(Information provided)
+===+
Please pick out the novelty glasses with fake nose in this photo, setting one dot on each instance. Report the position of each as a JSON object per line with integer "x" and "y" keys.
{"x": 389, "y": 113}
+===+
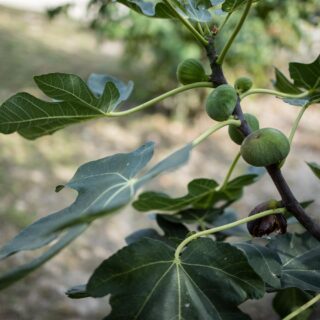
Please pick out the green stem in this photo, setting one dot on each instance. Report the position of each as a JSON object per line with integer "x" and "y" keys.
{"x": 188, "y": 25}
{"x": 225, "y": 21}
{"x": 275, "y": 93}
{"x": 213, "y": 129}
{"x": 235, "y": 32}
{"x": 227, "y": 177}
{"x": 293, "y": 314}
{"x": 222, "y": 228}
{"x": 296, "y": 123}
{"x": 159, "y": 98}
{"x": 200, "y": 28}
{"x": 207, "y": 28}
+===+
(Exercise) How many of the lines above contain the word "pick"? Reply with the number alone.

(Solution to this exercise) 2